*Exercise aim*:
Please update the lines from the one containing "Shot-chart audit: point to every instance of the yellow" through the end of the items, inclusive, replacing "Target" with "Label" and leaving everything else as it is. Return only those lines.

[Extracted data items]
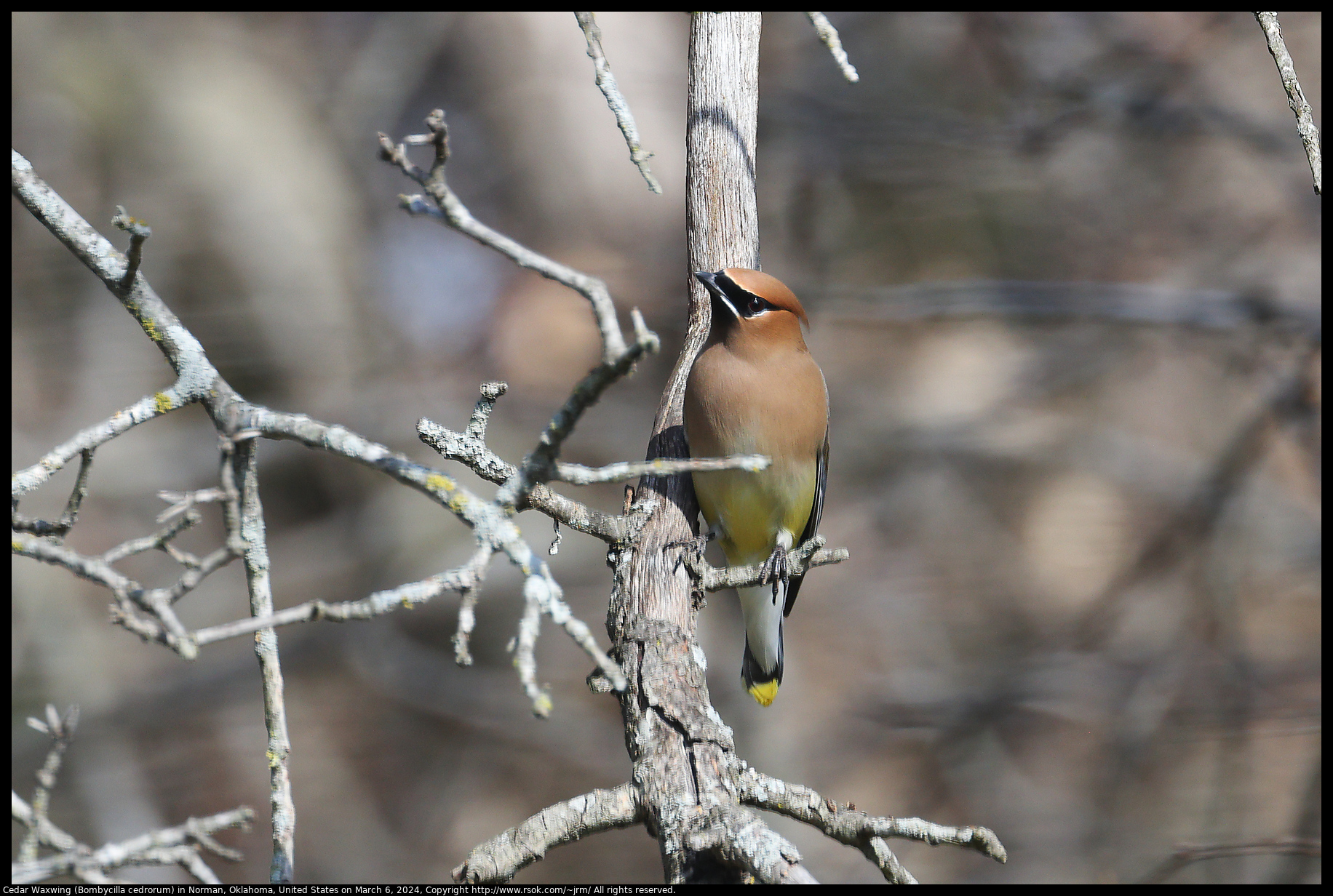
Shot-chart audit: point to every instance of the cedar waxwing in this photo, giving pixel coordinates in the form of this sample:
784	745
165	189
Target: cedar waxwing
755	390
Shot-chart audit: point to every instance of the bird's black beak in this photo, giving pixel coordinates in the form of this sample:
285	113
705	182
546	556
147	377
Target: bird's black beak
715	283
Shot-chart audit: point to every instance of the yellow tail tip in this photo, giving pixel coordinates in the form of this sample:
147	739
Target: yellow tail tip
764	694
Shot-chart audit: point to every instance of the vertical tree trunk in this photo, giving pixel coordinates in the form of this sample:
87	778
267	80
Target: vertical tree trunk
676	740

*Exercise solution*:
Shot-chart audit: point to every instance of the yellow tail tip in this photo, giving pixel coordinates in the form of this sample:
147	739
Label: yellow tail tip
764	694
Shot-chart audit: point to every instance of the vertical tree trunk in this photo, giving pixel coordinates in the form of this sample:
87	778
267	80
Label: vertical tree trunk
676	740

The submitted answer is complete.